- **Stated problem**
Report each line of the material below that contains the string "sole", copying every such line in full. Case counts.

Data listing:
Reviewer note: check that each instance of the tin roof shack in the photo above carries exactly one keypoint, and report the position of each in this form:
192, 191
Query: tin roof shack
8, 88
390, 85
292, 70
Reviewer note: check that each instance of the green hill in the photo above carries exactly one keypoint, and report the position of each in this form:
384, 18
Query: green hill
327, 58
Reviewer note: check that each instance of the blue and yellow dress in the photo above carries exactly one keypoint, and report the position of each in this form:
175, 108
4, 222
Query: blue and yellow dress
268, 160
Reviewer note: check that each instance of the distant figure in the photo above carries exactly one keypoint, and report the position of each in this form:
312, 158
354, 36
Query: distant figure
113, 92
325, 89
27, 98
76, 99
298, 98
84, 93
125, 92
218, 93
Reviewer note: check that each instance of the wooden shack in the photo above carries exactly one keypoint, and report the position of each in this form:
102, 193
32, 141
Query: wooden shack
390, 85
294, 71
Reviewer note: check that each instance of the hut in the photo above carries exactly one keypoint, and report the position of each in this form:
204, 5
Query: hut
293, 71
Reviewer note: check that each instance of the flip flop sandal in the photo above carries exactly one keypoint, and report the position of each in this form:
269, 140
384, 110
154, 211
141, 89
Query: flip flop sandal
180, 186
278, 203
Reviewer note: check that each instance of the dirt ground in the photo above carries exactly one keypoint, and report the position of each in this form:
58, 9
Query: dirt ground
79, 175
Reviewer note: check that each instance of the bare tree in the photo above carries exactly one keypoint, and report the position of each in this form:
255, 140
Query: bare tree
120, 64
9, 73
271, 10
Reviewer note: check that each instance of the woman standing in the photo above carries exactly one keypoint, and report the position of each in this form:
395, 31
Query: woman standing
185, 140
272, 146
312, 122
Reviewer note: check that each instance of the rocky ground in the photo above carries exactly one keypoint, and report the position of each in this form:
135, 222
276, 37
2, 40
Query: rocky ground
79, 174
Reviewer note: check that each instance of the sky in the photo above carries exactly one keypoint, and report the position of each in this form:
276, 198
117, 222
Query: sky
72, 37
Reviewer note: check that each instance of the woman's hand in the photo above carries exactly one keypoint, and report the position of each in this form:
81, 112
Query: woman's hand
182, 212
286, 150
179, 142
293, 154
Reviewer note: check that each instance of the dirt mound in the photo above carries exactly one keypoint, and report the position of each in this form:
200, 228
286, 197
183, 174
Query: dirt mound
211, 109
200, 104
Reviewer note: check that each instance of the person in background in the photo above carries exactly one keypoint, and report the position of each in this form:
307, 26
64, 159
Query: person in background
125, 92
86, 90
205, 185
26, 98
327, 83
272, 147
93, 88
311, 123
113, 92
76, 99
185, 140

* * *

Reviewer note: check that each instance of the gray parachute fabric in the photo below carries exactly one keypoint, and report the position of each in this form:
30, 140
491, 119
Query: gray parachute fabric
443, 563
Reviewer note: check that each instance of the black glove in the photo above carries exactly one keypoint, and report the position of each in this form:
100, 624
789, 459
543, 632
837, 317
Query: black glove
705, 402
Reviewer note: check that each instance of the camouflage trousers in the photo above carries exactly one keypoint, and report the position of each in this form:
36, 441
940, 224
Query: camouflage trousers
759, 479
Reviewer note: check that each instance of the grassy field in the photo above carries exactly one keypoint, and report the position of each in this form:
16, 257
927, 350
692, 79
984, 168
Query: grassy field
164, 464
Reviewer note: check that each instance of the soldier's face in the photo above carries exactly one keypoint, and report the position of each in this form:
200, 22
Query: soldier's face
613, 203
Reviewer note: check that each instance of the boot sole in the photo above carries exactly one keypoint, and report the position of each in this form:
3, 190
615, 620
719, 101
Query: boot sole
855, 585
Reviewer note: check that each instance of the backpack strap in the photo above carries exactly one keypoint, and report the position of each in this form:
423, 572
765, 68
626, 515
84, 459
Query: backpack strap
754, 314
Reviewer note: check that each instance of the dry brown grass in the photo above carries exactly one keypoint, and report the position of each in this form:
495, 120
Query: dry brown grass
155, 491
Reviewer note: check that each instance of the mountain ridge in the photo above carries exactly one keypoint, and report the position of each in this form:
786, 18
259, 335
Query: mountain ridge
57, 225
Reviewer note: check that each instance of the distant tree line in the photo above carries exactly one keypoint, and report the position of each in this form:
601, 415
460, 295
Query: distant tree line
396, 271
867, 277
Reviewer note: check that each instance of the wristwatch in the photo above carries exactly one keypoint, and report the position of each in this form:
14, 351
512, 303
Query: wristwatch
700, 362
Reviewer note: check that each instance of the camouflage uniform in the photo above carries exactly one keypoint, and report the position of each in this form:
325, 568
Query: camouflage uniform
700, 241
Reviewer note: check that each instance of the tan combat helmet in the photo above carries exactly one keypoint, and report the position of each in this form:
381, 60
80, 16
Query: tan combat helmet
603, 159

==

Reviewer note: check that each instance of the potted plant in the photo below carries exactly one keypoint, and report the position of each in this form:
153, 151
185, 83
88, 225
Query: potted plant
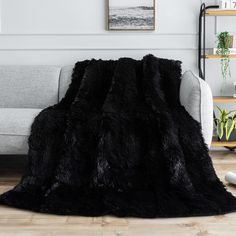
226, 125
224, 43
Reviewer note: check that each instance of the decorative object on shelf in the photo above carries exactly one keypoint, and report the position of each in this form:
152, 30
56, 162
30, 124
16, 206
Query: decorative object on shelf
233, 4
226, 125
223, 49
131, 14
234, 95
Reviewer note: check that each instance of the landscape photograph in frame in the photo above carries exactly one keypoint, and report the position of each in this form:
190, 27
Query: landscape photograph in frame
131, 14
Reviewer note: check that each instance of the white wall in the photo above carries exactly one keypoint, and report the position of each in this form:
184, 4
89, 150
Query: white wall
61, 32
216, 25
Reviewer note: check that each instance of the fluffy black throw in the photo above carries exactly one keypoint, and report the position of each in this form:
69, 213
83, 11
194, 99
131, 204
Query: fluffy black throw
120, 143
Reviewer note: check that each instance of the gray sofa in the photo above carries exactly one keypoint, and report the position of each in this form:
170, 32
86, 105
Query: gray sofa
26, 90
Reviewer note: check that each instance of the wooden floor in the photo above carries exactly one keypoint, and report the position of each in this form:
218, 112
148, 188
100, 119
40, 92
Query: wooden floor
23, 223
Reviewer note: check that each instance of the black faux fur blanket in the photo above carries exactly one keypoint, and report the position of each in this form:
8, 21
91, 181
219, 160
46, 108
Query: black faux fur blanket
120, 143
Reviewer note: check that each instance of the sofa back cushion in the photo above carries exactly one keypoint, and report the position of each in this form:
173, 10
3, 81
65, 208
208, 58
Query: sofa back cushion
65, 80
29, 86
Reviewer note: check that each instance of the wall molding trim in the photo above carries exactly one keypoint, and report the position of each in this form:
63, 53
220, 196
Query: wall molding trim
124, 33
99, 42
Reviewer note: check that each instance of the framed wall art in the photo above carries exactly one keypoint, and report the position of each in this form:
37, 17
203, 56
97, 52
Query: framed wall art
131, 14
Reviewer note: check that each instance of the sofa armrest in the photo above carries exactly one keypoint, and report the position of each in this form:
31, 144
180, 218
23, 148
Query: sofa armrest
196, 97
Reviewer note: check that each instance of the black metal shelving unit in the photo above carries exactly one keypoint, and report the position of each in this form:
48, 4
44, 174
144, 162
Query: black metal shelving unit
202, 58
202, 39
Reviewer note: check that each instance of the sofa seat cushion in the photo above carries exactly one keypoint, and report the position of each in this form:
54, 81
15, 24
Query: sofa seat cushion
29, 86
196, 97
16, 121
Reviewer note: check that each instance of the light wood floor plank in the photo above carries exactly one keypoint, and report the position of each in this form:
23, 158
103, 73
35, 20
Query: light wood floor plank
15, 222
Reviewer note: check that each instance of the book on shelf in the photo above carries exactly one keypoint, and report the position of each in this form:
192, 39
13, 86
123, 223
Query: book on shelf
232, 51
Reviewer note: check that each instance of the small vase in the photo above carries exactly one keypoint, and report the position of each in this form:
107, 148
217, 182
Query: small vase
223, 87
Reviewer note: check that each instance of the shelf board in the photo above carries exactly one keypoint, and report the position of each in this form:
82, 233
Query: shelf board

- **Task output**
Reviewer note: check that each instance of the boot sole in the photo above carries exactly one keypoint, and report the position of each in this form:
Query: boot sole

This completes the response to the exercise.